Work item: In the listing below, the lines starting with the line with "Task: point out the red tiled" and going on through the line with "Task: point out the sidewalk, placing" are to be reproduced exactly, and only those.

Task material:

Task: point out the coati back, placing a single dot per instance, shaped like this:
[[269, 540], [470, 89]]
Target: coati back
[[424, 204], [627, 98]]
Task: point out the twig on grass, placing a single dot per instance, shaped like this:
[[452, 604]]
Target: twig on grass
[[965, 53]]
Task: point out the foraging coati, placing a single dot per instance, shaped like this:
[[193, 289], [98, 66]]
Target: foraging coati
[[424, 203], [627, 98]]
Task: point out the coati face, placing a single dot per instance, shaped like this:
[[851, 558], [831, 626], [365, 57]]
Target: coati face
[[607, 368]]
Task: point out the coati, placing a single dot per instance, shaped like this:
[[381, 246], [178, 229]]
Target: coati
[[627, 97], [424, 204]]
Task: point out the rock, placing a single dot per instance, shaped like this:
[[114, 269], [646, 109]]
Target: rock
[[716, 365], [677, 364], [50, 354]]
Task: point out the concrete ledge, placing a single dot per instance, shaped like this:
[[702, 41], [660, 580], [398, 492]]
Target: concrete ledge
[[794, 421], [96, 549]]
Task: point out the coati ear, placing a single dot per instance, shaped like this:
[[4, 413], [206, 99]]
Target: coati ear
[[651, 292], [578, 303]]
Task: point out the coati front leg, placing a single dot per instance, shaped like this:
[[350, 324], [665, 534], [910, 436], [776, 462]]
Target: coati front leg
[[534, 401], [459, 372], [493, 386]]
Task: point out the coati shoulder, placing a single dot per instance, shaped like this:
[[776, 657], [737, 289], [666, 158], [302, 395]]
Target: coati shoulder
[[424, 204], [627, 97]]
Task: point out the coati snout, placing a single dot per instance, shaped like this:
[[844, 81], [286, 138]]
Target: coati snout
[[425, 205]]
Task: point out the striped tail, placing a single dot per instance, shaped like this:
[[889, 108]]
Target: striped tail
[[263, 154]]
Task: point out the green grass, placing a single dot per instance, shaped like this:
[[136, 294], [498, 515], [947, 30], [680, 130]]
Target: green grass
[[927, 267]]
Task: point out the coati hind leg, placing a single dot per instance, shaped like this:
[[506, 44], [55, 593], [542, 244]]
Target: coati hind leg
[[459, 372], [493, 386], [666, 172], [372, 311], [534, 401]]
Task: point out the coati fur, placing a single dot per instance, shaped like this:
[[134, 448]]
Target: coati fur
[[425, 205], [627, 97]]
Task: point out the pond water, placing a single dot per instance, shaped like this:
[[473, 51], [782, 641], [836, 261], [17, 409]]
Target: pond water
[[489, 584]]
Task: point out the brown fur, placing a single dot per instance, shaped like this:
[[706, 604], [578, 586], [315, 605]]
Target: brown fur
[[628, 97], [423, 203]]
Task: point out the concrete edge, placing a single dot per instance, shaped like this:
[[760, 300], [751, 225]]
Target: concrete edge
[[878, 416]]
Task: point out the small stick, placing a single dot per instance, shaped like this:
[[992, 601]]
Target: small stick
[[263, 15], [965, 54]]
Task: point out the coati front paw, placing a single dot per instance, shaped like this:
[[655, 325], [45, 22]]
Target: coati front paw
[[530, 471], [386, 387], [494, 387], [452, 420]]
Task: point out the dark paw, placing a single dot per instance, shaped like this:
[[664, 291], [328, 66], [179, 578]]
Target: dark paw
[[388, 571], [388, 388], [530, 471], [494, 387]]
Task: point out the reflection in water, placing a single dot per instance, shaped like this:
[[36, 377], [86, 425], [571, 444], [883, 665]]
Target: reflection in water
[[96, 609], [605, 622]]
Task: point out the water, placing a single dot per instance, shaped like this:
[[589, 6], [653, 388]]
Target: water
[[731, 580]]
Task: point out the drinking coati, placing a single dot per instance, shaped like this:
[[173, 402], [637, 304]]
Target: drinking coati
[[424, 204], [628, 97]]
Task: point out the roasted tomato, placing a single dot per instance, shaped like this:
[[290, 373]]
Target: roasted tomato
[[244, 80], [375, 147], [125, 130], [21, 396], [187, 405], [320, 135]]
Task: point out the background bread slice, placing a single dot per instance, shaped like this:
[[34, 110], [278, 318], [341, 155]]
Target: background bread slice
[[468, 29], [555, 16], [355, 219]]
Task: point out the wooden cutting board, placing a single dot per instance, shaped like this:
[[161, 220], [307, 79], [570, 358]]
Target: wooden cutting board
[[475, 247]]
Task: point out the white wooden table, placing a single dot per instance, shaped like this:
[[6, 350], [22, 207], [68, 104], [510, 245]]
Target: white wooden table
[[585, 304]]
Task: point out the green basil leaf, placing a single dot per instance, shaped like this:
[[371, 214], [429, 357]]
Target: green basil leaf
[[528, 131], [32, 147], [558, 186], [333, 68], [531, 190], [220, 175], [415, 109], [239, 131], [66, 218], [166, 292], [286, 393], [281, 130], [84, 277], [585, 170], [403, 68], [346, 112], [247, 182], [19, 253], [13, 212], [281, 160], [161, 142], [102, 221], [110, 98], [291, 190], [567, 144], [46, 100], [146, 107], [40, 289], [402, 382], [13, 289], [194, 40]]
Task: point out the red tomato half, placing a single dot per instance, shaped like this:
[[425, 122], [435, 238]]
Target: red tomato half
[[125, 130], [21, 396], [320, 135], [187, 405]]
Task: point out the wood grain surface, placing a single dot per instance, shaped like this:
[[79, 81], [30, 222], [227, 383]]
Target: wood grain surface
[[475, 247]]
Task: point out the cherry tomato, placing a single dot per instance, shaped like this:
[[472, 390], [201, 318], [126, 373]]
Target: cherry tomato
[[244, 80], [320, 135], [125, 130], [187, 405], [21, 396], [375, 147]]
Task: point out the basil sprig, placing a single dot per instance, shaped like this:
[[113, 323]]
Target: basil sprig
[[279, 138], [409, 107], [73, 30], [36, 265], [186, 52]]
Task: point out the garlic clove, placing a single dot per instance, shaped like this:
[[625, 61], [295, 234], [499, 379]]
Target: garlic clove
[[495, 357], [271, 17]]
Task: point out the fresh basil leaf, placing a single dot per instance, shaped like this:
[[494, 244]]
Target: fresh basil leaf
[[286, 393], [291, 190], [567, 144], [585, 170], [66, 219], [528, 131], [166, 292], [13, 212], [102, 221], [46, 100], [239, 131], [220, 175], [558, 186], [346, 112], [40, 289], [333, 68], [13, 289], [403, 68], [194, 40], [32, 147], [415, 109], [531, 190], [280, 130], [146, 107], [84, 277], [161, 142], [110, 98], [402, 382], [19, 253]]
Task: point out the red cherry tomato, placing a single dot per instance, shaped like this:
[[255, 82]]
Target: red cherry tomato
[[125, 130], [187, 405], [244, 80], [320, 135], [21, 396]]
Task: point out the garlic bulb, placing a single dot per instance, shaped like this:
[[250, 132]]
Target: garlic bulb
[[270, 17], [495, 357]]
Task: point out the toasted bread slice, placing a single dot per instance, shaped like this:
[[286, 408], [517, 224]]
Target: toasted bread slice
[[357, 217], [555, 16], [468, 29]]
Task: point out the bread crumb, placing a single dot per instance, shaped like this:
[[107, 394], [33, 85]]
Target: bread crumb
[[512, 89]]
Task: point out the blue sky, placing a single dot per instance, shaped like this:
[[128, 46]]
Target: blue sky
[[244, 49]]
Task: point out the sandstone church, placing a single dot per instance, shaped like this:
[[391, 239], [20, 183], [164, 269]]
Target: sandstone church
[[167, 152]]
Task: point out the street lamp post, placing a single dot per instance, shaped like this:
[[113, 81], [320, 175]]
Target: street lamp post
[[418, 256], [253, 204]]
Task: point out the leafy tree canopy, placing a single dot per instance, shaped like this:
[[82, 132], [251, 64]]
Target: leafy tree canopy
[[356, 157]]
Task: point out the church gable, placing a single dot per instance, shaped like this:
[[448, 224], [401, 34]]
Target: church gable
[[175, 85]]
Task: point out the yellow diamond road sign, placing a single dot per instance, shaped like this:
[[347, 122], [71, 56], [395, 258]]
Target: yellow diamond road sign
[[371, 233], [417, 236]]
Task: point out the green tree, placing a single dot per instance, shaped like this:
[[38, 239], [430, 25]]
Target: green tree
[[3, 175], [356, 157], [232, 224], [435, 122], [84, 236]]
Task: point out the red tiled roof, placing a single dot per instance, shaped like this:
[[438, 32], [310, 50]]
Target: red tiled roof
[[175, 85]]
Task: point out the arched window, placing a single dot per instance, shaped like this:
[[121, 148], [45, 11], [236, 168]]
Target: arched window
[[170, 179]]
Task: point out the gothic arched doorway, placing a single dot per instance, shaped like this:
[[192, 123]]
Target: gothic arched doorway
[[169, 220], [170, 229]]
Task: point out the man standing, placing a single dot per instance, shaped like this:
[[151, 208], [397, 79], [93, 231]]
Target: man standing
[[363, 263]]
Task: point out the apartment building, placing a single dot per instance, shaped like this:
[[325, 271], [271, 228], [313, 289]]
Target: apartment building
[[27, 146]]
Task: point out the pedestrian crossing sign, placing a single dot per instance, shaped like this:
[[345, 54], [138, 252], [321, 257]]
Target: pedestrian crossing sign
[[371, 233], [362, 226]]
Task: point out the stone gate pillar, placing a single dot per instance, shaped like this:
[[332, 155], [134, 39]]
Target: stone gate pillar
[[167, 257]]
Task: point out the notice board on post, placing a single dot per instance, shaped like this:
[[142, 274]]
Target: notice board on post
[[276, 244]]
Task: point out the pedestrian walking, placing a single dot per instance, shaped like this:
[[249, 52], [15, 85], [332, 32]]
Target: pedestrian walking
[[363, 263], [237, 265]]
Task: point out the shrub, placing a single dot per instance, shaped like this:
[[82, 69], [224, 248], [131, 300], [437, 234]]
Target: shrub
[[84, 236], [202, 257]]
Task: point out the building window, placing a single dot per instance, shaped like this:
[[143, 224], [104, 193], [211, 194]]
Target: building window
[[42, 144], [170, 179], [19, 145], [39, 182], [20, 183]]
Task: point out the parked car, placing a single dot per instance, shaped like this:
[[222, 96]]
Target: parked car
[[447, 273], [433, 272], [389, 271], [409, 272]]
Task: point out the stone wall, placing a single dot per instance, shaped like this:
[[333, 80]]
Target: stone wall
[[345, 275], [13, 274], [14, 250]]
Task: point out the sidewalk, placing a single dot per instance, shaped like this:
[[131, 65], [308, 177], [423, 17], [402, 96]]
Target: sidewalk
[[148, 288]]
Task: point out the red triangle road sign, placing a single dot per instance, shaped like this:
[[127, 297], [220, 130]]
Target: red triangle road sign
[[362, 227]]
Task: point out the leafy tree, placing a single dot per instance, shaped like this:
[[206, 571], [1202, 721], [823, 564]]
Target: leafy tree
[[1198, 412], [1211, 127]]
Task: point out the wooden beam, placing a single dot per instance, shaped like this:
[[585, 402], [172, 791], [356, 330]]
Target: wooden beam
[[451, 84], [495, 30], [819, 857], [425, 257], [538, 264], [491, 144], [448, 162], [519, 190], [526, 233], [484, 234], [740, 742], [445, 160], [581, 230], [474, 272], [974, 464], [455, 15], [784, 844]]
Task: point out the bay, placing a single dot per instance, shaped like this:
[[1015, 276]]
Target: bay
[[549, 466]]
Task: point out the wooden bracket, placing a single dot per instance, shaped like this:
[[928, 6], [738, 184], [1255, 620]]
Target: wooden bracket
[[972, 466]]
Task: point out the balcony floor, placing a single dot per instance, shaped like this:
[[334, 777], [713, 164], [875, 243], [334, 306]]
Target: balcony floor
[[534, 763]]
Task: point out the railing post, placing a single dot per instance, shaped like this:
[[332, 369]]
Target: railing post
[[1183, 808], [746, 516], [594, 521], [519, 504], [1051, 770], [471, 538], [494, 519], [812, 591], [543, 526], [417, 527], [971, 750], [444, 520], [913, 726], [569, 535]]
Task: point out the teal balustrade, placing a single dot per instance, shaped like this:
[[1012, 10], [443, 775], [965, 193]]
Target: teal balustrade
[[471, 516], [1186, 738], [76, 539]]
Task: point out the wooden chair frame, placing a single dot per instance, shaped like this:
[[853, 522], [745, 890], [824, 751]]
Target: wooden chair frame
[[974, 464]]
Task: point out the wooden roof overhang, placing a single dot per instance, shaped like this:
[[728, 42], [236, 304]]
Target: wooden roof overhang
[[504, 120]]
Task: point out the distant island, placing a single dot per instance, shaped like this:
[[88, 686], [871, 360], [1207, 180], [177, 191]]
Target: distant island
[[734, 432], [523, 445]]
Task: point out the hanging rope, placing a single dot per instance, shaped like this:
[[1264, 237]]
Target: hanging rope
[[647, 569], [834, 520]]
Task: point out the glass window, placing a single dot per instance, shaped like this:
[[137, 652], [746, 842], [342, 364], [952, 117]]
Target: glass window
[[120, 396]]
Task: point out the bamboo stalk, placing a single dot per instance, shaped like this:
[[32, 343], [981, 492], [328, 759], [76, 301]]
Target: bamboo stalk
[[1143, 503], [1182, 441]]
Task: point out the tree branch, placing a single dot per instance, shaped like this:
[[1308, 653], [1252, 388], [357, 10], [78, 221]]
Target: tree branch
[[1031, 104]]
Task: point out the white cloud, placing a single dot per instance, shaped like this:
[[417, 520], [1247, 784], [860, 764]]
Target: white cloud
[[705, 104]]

Solution to the exercise:
Task: point out the red tiled roof, placing a single dot per instance, shaped like this:
[[438, 32], [310, 50]]
Target: red tiled roof
[[175, 85]]
Task: point out the arched window, placing a single dot per instance, shaped like this:
[[121, 148], [45, 11], [236, 168]]
Target: arched window
[[170, 179]]
Task: point out the gothic arched doorway, placing a single dot per instance, shaped like this:
[[192, 123]]
Target: gothic arched doorway
[[169, 220], [170, 229]]
Task: point out the man standing, placing a single dot per instance, shaped like this:
[[151, 208], [397, 79], [93, 231]]
Target: man standing
[[363, 263]]
Task: point out the apartment building, placing a single dot per instance, shaped like this:
[[325, 271], [271, 228], [313, 289]]
Target: apartment building
[[27, 146]]
Task: point out the pedestrian crossing sign, placing a single dot per instance, shaped like this:
[[345, 54], [138, 252], [321, 257]]
Target: pedestrian crossing sign
[[371, 233], [362, 226]]
Task: point out the stone gate pillar, placing a single dot per instance, shaped like this:
[[332, 155], [134, 39]]
Target: stone gate pillar
[[167, 257]]
Task: point out the notice board on post, placing a single dot per instance, shaped like this:
[[142, 274]]
Target: notice board on post
[[276, 244]]
Task: point out the pedestrian walking, placing a single dot per instance, shaped like this:
[[249, 52], [15, 85], [332, 32]]
Target: pedestrian walking
[[363, 263], [237, 265]]
Task: point out the shrub, placing a single dot per instance, shaped like this:
[[82, 69], [224, 248], [131, 300], [437, 234]]
Target: shrub
[[84, 236], [202, 257]]
Task: point out the building window, placing a single dot per instance, shaped like this:
[[143, 224], [104, 193], [211, 194]]
Target: building window
[[42, 144], [170, 179], [19, 145], [39, 182], [20, 183]]
Task: point out the parked car, placing a single dot per instance, shaped like this:
[[222, 96]]
Target: parked car
[[447, 273], [433, 272], [389, 271], [409, 272]]
Task: point out the stone wall, placing a single dot per instance, shaped like this:
[[333, 80]]
Target: stone wall
[[345, 275], [13, 274], [14, 250]]
Task: point out the sidewalk, placing a single dot per instance, shaped like this:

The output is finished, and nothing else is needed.